## ACTIVITY
Starting at the line that contains "query | jacket sleeve" and stopping after the line that contains "query | camera with telephoto lens", transcribe the listing below exactly; do not include any pictures.

= = = = = = =

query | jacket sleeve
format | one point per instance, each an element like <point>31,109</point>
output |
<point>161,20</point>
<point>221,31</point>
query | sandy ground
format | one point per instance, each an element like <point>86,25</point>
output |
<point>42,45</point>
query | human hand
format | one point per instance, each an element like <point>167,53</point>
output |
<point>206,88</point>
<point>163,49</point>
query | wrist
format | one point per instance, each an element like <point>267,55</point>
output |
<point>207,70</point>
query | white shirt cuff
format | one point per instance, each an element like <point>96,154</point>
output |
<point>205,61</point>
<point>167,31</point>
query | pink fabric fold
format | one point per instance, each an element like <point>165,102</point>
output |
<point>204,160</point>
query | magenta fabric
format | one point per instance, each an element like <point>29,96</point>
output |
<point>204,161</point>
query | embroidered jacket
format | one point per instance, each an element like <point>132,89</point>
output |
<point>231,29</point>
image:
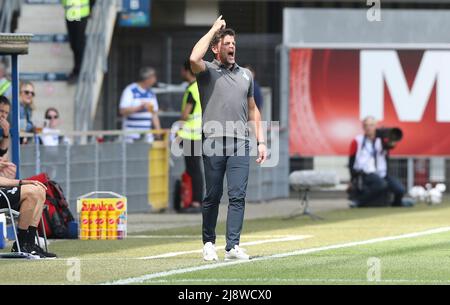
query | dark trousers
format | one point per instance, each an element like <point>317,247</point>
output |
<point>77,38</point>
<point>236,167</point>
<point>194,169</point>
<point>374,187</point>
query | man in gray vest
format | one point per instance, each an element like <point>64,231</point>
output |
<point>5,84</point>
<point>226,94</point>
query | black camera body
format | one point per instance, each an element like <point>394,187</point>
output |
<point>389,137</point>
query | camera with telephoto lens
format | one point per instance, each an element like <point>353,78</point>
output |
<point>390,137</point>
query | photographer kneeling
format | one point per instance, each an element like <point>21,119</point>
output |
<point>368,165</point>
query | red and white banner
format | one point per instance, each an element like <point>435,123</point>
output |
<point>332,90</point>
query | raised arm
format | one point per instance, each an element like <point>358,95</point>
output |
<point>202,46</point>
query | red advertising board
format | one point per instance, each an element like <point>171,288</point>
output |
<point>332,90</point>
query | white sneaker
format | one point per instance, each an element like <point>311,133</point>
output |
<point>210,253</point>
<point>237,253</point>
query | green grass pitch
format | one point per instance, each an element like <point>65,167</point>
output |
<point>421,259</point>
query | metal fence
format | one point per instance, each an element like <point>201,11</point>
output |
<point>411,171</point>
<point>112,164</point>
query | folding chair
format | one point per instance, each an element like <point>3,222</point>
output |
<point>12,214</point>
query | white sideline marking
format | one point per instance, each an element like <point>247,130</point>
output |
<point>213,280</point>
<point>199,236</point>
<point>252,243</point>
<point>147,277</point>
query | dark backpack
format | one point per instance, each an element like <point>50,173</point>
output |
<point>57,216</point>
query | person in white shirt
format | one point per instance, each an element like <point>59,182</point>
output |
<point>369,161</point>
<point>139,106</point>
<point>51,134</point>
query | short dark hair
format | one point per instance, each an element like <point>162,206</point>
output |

= = = = = = =

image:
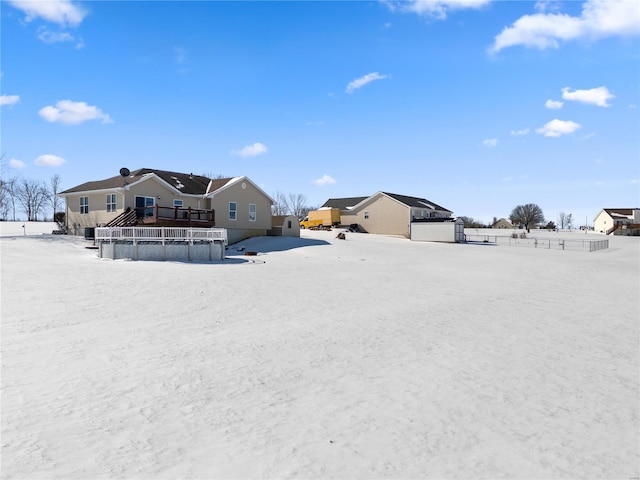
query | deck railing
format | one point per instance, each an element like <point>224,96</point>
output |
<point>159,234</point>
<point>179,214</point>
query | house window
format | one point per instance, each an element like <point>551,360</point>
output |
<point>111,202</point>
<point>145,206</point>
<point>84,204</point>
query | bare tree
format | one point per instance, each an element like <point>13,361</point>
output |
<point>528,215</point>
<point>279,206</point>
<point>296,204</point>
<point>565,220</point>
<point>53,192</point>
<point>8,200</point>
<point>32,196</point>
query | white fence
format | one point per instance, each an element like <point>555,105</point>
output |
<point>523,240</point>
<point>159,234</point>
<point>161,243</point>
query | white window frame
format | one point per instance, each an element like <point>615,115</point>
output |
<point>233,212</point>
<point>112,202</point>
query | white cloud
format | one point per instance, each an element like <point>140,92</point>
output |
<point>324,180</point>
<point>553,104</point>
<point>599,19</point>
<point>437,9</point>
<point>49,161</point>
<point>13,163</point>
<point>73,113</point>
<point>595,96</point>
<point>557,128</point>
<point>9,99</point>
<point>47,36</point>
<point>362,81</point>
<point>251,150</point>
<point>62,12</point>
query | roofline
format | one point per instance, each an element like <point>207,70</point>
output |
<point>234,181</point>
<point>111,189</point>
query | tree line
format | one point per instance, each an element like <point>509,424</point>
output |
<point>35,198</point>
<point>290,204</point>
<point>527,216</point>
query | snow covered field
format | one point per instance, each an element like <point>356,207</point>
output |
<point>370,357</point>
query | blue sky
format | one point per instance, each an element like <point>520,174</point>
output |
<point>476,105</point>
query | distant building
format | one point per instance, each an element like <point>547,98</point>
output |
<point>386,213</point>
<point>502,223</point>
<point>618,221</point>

= = = = = = =

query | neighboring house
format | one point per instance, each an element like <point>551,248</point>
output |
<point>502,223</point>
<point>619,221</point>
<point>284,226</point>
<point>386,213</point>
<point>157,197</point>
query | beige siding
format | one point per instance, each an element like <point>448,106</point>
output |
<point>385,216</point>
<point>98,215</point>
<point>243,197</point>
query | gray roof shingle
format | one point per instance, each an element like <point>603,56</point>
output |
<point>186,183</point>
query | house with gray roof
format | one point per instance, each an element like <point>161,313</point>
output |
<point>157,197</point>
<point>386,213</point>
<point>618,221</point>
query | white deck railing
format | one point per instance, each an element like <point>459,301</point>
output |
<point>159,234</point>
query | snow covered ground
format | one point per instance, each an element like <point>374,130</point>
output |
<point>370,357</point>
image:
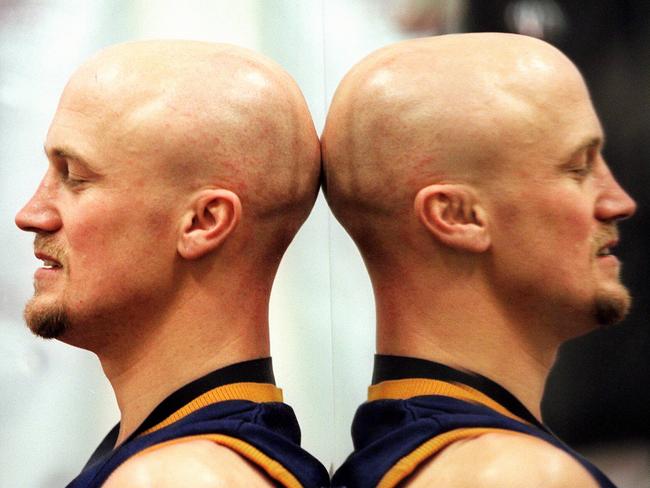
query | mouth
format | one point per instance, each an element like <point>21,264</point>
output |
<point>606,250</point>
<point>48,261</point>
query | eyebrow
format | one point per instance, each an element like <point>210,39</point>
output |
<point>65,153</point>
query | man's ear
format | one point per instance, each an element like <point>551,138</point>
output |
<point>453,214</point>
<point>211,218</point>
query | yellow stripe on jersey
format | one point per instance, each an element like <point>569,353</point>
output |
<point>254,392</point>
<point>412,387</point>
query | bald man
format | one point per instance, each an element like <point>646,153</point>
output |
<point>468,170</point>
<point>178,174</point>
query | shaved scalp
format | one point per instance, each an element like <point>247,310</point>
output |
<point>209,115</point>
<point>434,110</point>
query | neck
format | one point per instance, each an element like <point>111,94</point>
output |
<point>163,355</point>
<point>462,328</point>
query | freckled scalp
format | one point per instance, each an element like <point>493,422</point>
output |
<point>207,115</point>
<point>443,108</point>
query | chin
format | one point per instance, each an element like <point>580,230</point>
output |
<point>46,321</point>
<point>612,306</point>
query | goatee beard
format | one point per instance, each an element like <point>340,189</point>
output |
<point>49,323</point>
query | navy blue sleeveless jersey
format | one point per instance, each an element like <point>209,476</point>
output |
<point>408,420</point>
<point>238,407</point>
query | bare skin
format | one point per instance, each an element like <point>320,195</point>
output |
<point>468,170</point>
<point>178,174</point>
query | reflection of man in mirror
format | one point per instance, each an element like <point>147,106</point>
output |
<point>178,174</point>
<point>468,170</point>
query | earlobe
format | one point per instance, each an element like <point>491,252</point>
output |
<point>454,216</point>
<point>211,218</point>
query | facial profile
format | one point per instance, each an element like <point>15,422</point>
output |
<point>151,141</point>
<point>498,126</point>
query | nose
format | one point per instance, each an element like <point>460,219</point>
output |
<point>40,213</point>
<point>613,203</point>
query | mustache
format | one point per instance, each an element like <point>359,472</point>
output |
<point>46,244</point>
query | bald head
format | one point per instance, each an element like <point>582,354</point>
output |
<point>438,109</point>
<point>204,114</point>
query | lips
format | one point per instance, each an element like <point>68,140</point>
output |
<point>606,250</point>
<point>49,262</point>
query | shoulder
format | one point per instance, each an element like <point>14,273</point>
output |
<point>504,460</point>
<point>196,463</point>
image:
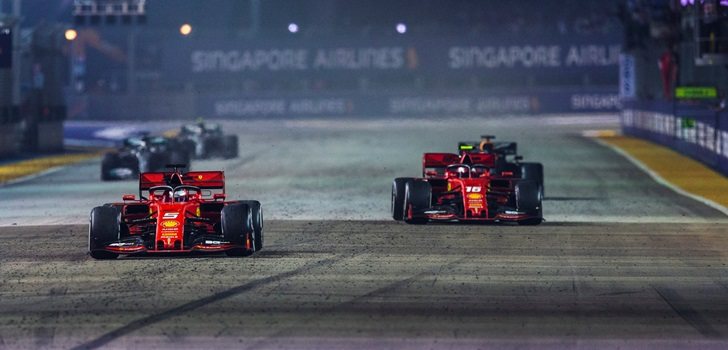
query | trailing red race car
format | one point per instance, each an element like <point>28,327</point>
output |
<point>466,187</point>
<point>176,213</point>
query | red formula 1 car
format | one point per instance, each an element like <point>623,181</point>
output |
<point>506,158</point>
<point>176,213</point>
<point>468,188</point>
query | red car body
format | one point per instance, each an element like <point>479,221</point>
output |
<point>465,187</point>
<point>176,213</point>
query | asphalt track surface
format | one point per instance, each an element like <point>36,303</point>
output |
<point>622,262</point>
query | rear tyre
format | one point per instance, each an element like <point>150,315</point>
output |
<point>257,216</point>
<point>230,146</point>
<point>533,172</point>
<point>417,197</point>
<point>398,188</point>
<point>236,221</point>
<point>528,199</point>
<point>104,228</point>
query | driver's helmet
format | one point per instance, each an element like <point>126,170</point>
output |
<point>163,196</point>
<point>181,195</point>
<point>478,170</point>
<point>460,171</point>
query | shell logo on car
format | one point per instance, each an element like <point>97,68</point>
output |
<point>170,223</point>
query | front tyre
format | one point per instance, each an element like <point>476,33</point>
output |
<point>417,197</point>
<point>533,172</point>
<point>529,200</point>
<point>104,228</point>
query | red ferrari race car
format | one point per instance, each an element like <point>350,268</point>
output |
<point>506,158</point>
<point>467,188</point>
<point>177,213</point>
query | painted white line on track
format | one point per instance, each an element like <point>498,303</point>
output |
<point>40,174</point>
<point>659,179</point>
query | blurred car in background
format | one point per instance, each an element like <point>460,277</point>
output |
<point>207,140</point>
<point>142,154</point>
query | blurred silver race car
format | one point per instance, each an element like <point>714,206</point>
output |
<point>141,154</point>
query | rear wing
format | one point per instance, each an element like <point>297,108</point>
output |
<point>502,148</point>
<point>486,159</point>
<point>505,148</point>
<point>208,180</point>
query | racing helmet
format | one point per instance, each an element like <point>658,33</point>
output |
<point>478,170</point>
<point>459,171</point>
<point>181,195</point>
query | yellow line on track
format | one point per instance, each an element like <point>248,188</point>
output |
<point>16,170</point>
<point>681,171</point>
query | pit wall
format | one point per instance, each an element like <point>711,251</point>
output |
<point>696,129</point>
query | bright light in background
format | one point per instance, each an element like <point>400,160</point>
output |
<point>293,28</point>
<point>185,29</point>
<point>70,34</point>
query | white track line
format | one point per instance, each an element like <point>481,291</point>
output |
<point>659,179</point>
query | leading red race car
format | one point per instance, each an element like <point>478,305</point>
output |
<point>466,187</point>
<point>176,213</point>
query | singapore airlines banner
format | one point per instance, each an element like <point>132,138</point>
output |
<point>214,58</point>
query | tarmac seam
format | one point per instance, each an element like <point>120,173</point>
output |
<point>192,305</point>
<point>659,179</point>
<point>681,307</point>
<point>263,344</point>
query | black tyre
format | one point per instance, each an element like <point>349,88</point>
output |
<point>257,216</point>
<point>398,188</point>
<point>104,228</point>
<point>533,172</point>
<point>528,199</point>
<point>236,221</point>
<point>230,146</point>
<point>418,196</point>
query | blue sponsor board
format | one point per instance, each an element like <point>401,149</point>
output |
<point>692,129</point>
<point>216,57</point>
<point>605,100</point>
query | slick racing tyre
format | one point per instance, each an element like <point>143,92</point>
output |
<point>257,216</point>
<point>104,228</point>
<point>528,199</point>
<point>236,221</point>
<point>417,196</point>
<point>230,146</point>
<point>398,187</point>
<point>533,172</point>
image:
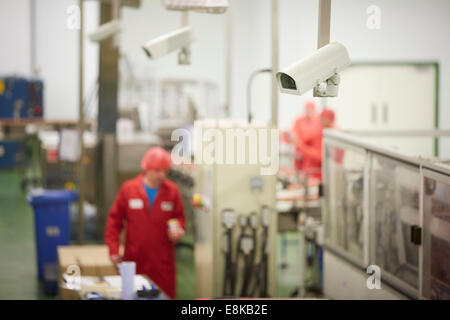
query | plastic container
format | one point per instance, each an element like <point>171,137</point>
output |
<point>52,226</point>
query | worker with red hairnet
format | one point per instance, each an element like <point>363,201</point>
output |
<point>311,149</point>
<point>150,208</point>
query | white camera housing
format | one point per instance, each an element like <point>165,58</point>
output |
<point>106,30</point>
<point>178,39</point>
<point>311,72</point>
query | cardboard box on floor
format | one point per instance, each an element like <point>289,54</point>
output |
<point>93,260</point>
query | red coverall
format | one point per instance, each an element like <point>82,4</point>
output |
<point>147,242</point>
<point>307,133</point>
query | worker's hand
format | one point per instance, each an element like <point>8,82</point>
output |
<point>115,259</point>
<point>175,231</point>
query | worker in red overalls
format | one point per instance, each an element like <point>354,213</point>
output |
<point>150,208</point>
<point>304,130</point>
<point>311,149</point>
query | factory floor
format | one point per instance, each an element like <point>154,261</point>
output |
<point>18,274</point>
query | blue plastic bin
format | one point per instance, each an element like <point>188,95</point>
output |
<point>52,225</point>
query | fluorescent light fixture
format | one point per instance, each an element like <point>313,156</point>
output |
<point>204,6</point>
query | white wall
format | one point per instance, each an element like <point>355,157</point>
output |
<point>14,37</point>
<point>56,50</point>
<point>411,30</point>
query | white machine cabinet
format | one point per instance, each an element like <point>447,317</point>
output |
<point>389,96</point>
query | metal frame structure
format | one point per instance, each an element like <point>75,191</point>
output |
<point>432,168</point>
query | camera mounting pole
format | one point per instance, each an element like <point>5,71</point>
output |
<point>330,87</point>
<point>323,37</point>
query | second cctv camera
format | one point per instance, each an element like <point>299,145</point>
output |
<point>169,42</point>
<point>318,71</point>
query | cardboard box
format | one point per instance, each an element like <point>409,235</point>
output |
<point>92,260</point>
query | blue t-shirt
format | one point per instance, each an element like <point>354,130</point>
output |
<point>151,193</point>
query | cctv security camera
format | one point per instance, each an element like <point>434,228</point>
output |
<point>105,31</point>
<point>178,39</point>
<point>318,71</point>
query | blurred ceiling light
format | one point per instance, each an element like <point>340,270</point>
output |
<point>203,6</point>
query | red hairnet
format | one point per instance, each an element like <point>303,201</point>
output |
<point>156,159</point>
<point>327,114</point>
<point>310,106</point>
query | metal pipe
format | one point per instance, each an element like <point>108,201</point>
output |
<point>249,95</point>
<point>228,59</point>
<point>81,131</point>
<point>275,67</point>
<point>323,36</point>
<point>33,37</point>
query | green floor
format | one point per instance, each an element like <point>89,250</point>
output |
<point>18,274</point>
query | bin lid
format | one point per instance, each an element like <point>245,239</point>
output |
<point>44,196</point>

= = = = = = =

## EXERCISE RESPONSE
query | jacket sleeve
format | one point per instance, each an element like <point>31,109</point>
output |
<point>161,20</point>
<point>221,31</point>
query | sandy ground
format | one point per instance, each an element like <point>86,25</point>
output |
<point>42,45</point>
query | human hand
format | one point per instance, each an element like <point>167,53</point>
output |
<point>206,88</point>
<point>163,49</point>
query | wrist
format | one point per instance, each an element like <point>267,55</point>
output |
<point>207,70</point>
query | white shirt cuff
format | one point per instance, each an element like <point>96,154</point>
output |
<point>205,61</point>
<point>167,31</point>
query | pink fabric fold
format | one point per instance, each an element like <point>165,102</point>
output |
<point>204,160</point>
query | magenta fabric
format | one point per instance, each an element like <point>29,96</point>
output |
<point>204,161</point>
query | embroidered jacket
format | one point per instance, each an element like <point>132,89</point>
output |
<point>231,29</point>
image:
query | dark trousers
format | one point per instance, each an element like <point>317,247</point>
output |
<point>77,38</point>
<point>236,167</point>
<point>194,169</point>
<point>374,187</point>
query | man in gray vest
format | one point per instance, each an element like <point>64,231</point>
output |
<point>5,84</point>
<point>226,94</point>
query | black camera body
format | one point per instance, each an element like <point>394,187</point>
output |
<point>389,137</point>
query | camera with telephoto lens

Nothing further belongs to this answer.